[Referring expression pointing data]
Segment Open
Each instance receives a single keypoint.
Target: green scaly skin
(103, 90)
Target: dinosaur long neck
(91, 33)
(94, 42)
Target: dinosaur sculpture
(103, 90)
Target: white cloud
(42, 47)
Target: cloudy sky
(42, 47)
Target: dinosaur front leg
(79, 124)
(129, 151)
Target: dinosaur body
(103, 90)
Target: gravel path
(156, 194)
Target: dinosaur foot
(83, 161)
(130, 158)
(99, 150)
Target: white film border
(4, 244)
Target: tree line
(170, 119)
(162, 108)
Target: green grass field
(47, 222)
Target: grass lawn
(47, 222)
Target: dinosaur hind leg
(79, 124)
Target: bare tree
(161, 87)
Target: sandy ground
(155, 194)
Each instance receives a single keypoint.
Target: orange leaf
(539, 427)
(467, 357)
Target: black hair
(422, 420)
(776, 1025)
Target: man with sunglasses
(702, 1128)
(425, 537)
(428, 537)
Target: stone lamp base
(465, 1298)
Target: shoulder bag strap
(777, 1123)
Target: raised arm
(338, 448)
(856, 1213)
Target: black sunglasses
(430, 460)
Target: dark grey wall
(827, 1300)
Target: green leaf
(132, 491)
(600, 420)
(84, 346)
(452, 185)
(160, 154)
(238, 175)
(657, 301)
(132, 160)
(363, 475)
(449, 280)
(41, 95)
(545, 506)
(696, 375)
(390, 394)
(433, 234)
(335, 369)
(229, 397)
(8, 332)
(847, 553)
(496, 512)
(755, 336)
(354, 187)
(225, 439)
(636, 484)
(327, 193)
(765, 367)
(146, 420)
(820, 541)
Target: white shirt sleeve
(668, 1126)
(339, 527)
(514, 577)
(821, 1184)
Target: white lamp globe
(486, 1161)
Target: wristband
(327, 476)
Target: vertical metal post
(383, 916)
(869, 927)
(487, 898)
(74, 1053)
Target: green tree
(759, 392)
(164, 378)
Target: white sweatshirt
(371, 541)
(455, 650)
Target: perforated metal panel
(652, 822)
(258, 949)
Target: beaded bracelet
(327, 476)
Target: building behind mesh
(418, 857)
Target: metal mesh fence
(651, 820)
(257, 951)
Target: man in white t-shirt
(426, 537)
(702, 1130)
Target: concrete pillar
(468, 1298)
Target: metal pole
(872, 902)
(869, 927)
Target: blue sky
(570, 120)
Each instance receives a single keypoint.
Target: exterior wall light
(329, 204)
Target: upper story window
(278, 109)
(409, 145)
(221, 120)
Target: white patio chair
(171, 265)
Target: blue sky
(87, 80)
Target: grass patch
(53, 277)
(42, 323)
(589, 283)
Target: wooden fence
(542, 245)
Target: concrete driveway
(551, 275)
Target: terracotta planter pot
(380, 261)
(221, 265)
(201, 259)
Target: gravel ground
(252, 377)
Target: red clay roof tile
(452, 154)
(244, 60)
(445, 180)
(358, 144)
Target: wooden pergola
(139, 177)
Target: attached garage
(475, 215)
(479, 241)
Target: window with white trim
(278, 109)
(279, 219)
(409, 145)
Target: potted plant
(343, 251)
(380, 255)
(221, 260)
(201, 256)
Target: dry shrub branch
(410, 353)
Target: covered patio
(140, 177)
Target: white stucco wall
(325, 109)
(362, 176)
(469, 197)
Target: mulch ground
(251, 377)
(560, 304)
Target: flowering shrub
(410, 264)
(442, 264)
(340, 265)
Segment Closed
**BRIEF:** Exactly as they appear, print the lines from the one holding "Target: green tree" through the final line of the entries, and no others.

**RESPONSE:**
Target: green tree
(759, 392)
(164, 378)
Target: white sweatshirt
(371, 541)
(455, 650)
Target: perforated metal panel
(652, 822)
(258, 949)
Target: beaded bracelet
(327, 476)
Target: building behind mesh
(418, 857)
Target: metal mesh fence
(651, 820)
(257, 951)
Target: man in white t-shirt
(426, 537)
(702, 1130)
Target: concrete pillar
(468, 1298)
Target: metal pole
(872, 902)
(869, 927)
Target: blue sky
(570, 120)
Each instance receives a single keypoint.
Target: exterior wall light
(329, 204)
Target: upper story window
(278, 109)
(409, 145)
(221, 120)
Target: white patio chair
(171, 265)
Target: blue sky
(87, 80)
Target: grass patch
(53, 277)
(42, 323)
(589, 283)
Target: wooden fence
(542, 245)
Target: concrete driveway
(551, 275)
Target: terracotta planter pot
(380, 261)
(221, 265)
(201, 259)
Target: gravel ground
(252, 377)
Target: red clay roof tile
(452, 154)
(244, 60)
(445, 180)
(358, 144)
Target: wooden pergola
(139, 177)
Target: attached garage
(475, 215)
(479, 241)
Target: window with white trim
(278, 109)
(279, 219)
(409, 145)
Target: potted plant
(343, 251)
(380, 255)
(221, 260)
(201, 256)
Target: dry shrub branch
(410, 353)
Target: covered patio
(140, 177)
Target: white stucco wall
(325, 109)
(362, 176)
(469, 197)
Target: mulch ground
(251, 377)
(560, 304)
Target: flowering shrub
(410, 264)
(442, 264)
(340, 265)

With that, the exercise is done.